Ecrit par Didier Smal le 22.06.21 dans La Une CED, Les Chroniques, Les Livres, Bassin méditerranéen, Essais

Penser antique (par Didier Smal)

 

Lettre à Ménécée et autres textes, Épicure, Gallimard Folio, avril 2021, trad. grec ancien, Daniel Delattre, Joelle Delattre-Biencourt, José Kany-Turpin, 112 pages, 3,50 €

L’Amitié, Cicéron, Arléa, avril 2021, trad. latin, Christiane Touya, 96 pages, 7 €

 

Parfois, il convient de faire preuve de bon sens, et de se demander quel est l’intérêt humain de la fréquentation des classiques, qu’ils soient purement littéraires ou philosophiques. Deux brefs ouvrages viennent à point nommé pour établir une nuance qui, cela est plus que probable, fera grincer les dents des spécialistes – alors que la question qui se pose n’est pas celle de l’importance universitaire mais est de savoir ce qu’apporte encore la pensée antique à l’homme contemporain en tant qu’être humain, en tant que membre de cette « fraternité » dont rêva Romain Gary.

Dès lors, quitte à adopter une posture que d’aucuns qualifieront d’iconoclaste, et bien que Cicéron et Épicure, et leurs œuvres respectives, aient peu de rapports effectifs, autres que d’opposition, entre eux à part un hasard de l’actualité éditoriale, ces deux auteurs vont être mis sur la même sellette, sorte de lit de Procuste dont ils risquent de sortir estropiés, celle de la vibration toujours partagée ou non à quelque deux mille années de distance. C’est injuste, c’est bien peu respectueux de l’histoire de la pensée occidentale, mais ce critère, qu’on pourrait qualifier de « bovaryste » pour s’en débarrasser d’un haussement d’épaules méprisant, est en un sens plus valide que bien d’autres : c’est celui de notre humanité partagée.
□ □ □ □
__Consigne__
Poursuivez la chronique ci-dessus sur Épicure et Cicéron à partir de sa dernière phrase.

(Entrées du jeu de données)
□ □ □ □
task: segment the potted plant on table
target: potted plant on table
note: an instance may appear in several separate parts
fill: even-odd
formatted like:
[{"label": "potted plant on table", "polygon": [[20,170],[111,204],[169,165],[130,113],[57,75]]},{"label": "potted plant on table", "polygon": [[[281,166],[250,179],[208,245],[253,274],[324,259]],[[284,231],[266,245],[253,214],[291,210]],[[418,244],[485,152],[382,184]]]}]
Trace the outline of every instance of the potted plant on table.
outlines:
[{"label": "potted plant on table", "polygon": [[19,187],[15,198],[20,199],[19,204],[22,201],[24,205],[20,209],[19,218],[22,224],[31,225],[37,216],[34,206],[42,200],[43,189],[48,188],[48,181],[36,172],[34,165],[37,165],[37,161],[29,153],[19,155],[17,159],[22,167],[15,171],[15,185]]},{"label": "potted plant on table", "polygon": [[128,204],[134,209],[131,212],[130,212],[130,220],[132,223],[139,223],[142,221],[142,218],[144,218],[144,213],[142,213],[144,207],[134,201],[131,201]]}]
□ □ □ □
__Résultat__
Dans l’ordre chronologique, c’est le Grec Épicure (-341~-270) qui s’allonge d’abord sur ce lit de Procuste mental. Les textes proposés dans le petit volume Lettre à Ménécée sont extraits, c’est à préciser, du volume de la Pléiade dédié aux Épicuriens, mais constituent l’ensemble de son œuvre parvenue jusqu’à nous : les trois Lettres (à Hérodote, un disciple homonyme de l’historien, à Pythoclès et à Ménécée), ainsi que des fragments ici réunis sous l’intitulé Maximes capitales. De prime abord, la lecture des trois Lettres est rébarbative, puis l’on se laisse gagner par la quête épicurienne, par le sens qu’il tente de donner au monde. C’est au fond passionnant, car si Épicure n’est pas le premier (Démocrite est déjà passé par là) à établir un discours argumenté, raisonné, sur la Nature, discours dégagé de toute religiosité (ça restera toujours la grande force des Grecs, cet esprit religieux dégagé de toute révélation et donc de tout discours contraignant), car si d’autres ont aussi réfléchi le monde en l’observant (à cet égard, la méthode scientifique a été si pas inventée du moins cristallisée par Épicure – Newton a dû lire ses considérations sur l’arc-en-ciel un jour ou l’autre…), en tirant une forme de morale existentielle, la façon d’Épicure semble avoir marqué la pensée occidentale à tout jamais. On pourrait même, bien qu’ignorant si la filiation est établie, voir en ce philosophe grec un ancêtre putatif d’une certaine pensée chrétienne. D’ailleurs, au petit jeu de savoir qui a écrit les mots suivants, la réponse antique n’est pas si évidente qu’il y paraît : « Qu’on ne remette pas à plus tard, parce qu’on est jeune, la pratique de la philosophie et qu’on ne se lasse pas de philosopher, quand on est vieux. En effet, il n’est, pour personne, ni trop tôt ni trop tard, lorsqu’il s’agit de veiller à la santé de son âme. D’ailleurs, celui qui dit que le moment de philosopher n’est pas encore venu, ou que ce moment est passé, ressemble à celui qui dit, s’agissant du bonheur, que son moment n’est pas encore venu ou qu’il n’est plus ».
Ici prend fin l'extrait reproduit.